--- Task objective ---
Copy the material below line for line, changing nothing.

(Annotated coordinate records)
— Start —

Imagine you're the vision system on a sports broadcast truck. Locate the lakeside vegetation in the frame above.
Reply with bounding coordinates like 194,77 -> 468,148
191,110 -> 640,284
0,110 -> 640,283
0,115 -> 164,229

— End —

--- Result for this exercise ---
Imagine you're the vision system on a sports broadcast truck. Locate the lakeside vegetation in the frame above.
Reply with bounding coordinates like 194,77 -> 468,148
191,110 -> 640,284
0,110 -> 640,283
0,115 -> 164,229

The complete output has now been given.